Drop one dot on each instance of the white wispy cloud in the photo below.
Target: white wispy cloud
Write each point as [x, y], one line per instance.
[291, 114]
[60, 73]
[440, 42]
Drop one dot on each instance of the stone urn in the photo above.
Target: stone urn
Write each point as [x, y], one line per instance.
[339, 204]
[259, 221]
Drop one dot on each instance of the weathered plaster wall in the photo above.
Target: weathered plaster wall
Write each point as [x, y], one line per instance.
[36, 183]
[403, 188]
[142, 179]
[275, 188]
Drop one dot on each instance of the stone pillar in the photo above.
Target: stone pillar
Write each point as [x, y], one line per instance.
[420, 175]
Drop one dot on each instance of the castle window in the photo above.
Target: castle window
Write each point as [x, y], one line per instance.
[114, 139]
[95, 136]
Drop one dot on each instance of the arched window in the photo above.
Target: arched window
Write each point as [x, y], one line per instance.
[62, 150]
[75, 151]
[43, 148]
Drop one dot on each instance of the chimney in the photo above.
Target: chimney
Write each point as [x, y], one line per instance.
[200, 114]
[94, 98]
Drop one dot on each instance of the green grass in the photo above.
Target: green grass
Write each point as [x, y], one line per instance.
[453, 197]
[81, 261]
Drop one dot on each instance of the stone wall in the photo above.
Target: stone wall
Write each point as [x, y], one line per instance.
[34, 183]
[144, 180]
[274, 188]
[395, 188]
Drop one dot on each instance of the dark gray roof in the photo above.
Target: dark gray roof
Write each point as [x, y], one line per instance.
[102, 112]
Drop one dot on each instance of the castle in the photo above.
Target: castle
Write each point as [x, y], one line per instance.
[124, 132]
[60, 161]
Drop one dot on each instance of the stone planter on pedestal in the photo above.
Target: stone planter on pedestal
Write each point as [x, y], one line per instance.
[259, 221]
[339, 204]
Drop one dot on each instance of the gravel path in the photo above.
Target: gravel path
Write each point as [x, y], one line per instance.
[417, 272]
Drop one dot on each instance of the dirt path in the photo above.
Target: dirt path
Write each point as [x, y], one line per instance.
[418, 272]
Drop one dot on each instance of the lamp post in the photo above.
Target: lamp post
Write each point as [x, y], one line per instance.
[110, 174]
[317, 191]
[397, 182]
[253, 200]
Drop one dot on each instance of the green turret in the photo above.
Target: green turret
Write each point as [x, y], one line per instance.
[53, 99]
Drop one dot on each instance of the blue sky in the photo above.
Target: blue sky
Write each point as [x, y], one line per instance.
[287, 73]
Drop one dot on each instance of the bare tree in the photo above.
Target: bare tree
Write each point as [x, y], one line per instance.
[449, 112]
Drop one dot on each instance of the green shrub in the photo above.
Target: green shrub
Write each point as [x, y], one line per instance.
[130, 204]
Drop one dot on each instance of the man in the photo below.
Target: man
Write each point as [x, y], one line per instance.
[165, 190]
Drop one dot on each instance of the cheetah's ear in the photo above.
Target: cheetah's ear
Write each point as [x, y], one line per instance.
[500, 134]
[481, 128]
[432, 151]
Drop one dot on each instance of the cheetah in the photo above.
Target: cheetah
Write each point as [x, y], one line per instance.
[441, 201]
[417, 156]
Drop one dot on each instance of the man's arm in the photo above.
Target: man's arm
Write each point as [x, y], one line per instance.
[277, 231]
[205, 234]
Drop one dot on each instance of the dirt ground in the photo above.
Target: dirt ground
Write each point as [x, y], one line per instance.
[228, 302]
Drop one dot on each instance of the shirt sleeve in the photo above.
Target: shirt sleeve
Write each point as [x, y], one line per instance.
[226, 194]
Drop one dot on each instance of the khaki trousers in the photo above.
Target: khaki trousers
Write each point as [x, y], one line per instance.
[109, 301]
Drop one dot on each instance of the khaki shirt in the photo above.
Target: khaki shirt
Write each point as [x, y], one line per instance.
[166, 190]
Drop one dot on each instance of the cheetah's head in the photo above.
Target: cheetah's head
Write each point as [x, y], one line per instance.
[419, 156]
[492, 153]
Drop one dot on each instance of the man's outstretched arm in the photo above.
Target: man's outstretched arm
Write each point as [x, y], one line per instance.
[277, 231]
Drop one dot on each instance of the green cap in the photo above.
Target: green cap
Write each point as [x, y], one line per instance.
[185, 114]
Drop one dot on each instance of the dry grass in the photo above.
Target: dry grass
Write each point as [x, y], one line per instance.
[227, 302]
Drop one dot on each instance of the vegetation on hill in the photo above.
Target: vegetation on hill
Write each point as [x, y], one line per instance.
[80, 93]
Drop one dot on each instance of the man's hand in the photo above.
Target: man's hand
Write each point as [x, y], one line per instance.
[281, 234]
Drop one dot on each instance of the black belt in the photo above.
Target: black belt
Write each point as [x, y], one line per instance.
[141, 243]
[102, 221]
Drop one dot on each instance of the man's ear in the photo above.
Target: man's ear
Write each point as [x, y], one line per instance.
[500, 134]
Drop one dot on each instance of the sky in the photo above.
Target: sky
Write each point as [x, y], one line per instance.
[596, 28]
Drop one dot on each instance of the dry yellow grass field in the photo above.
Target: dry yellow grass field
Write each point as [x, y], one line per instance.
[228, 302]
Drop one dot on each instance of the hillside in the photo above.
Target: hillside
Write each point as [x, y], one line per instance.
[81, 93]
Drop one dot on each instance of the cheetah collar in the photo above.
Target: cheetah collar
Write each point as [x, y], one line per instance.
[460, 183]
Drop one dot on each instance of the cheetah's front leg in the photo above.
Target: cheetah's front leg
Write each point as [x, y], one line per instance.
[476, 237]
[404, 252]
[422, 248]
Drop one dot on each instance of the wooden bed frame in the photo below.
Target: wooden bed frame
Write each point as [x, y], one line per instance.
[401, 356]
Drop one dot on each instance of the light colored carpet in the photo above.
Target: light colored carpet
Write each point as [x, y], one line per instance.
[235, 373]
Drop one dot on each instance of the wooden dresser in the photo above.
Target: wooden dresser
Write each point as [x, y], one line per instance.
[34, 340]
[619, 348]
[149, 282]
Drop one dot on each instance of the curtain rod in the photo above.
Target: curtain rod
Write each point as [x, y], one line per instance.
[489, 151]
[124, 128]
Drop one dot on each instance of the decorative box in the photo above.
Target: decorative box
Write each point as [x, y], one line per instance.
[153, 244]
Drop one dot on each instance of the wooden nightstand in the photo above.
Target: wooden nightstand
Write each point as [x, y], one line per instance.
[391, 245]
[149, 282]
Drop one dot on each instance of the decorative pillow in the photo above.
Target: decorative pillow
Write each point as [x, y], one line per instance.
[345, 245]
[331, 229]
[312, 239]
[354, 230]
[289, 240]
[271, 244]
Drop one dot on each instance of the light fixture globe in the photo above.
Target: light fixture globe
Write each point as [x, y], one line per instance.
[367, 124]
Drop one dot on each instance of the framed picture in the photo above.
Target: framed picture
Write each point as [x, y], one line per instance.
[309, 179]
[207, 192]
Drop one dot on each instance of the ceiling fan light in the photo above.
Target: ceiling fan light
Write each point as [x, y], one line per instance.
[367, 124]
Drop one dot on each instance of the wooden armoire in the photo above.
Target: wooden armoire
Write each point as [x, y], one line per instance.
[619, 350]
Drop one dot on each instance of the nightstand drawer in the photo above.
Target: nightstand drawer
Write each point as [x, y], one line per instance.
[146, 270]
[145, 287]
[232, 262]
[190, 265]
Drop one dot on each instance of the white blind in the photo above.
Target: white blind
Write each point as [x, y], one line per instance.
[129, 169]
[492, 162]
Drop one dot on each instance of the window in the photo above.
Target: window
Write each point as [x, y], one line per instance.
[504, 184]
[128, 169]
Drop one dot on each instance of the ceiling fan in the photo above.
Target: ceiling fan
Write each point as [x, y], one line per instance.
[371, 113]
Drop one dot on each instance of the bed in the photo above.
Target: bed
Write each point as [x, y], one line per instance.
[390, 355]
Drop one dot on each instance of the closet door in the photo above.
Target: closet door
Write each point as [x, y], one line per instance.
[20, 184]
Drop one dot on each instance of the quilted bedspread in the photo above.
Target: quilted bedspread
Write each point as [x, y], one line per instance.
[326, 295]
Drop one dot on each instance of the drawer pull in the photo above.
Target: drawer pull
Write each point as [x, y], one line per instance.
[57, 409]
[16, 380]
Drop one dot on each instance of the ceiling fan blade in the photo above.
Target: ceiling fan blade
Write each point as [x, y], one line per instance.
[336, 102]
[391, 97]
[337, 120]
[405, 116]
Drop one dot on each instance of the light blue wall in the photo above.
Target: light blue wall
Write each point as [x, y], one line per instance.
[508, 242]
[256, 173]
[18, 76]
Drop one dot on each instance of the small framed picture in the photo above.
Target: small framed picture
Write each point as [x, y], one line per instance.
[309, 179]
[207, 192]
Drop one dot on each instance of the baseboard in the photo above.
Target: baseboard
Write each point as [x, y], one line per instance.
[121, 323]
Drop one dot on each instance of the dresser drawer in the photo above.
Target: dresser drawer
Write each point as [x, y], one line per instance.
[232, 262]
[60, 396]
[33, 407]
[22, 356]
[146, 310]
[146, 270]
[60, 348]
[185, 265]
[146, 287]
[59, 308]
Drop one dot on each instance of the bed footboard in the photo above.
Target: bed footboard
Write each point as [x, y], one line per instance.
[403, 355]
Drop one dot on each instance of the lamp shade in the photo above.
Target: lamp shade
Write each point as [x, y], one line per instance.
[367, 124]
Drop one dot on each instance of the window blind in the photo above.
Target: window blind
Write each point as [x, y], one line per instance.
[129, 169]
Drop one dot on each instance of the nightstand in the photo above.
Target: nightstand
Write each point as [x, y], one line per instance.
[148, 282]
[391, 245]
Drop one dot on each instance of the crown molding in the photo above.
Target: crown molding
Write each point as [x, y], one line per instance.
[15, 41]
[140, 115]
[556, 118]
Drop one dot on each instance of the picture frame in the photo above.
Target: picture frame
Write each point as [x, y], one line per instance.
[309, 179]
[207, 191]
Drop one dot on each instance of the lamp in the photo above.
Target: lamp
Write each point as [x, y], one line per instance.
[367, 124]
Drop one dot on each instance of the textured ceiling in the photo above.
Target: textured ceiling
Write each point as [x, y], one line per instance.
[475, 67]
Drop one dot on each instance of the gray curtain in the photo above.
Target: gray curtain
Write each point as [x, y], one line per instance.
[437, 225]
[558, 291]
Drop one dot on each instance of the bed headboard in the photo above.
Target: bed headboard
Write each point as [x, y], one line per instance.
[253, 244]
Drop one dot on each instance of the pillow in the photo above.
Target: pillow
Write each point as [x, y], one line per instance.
◆ ◆ ◆
* **EXERCISE PROMPT**: Copy out everything in the items above, word for word, from the line containing "Drop one dot on each instance of the textured" down to the final line of the items.

* **ANSWER TO THIS TASK**:
Drop one dot on each instance of the textured ceiling in the photo above.
Target: textured ceiling
Write each point as [x, y], one line per instance.
[475, 67]
Drop one dot on each instance of the gray curtain in the photo above.
Target: gray curtain
Write each point as [x, y], one line per instance.
[437, 225]
[558, 291]
Drop one dot on each instance of the bed headboard in the photo above.
Target: bed headboard
Write each point as [x, y], one line per instance.
[253, 244]
Drop one dot on each instance of the pillow in the photo above.
Target: pillow
Write each point as [x, y], one line per instance.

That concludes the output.